Testo proposto =
####

Il primo articolo fa presente che la ricerca di terapie per il covid è andata spesso in ordine sparso, quindi con scarsa collaborazione tra enti di ricerca e duplicazioni, e a volte è stata affetta anche da problemi metodologici, ad esempio campioni troppo piccoli o mancanza di gruppi di controllo. La cosa va comunque posta nel giusto contesto, in un momento di emergenza una certa disorganizzazione è fisiologica (e comunque ci sono stati anche studi ben fatti e condivisi, tra cui qualcuno citato nello stesso articolo, o lo
studio internazionale lanciato dall'OMS, credo ancora in corso).
Il secondo articolo effettivamente è un po' più tecnico e riguarda solo questioni metodologiche in ambito molto ristretto. In sostanza si sostiene che per certi ambiti di ricerca (ad esempio, l'efficacia o meno delle mascherine) studi empirici randomizzati siano invece inadeguati, perché non è importante quantificare precisamente gli effetti di un certo fenomeno bensì avere una evidenza anche debole della presenza e direzione della correlazione (ad esempio). Andare oltre, specialmente quando la risposta è necessaria in tempi brevi, è inutile e a volte anche impossibile.

####

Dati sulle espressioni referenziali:

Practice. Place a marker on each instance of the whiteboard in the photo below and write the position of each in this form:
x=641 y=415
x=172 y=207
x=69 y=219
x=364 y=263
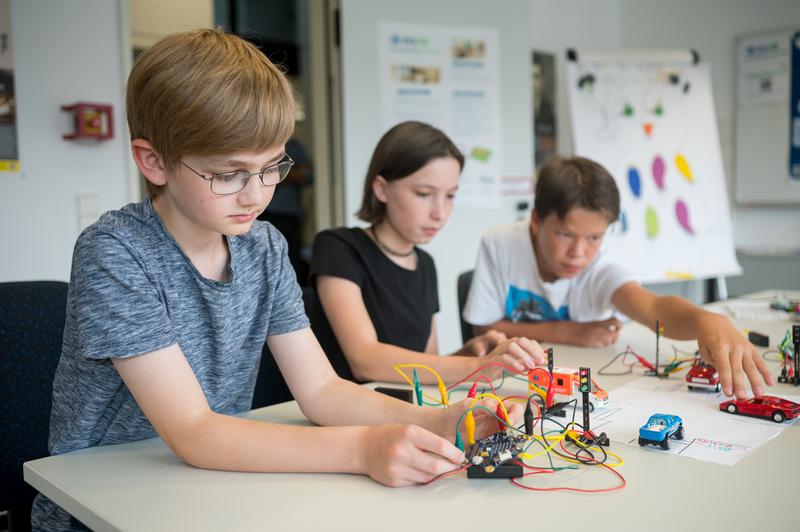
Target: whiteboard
x=651 y=123
x=762 y=119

####

Consegne =
(1) Trascrivi dal testo sulla ricerca per il covid il passo che va da "Il secondo articolo" fino a "volte anche impossibile." compreso.
(2) Prosegui il testo sulla ricerca per il covid aggiungendo nuove frasi dopo l'ultima riportata.

Soluzioni =
(1)
Il secondo articolo effettivamente è un po' più tecnico e riguarda solo questioni metodologiche in ambito molto ristretto. In sostanza si sostiene che per certi ambiti di ricerca (ad esempio, l'efficacia o meno delle mascherine) studi empirici randomizzati siano invece inadeguati, perché non è importante quantificare precisamente gli effetti di un certo fenomeno bensì avere una evidenza anche debole della presenza e direzione della correlazione (ad esempio). Andare oltre, specialmente quando la risposta è necessaria in tempi brevi, è inutile e a volte anche impossibile.

(2)
Il terzo articolo è epistemologia pura. E' fatto davvero molto bene, e tratta un tema fondamentale ma generalmente poco apprezzato. Il nodo centrale è sulla non verificabilità / falsificabilità dei modelli stocastici (probabilistici), che sono alla base di molte branche della scienza moderna (fisica, meteorologia, medicina, economia). Perfettamente applicabile anche ai vari modelli sulle proiezioni epidemiologiche del coronavirus (famoso quello dell'Imperial college di Londra), tutti necessariamente errati ("all models are wrong, but some are useful" come disse qualcuno). Gli altri due sono tranquillamente ignorabili, ma direi che questo merita il tempo che richiede.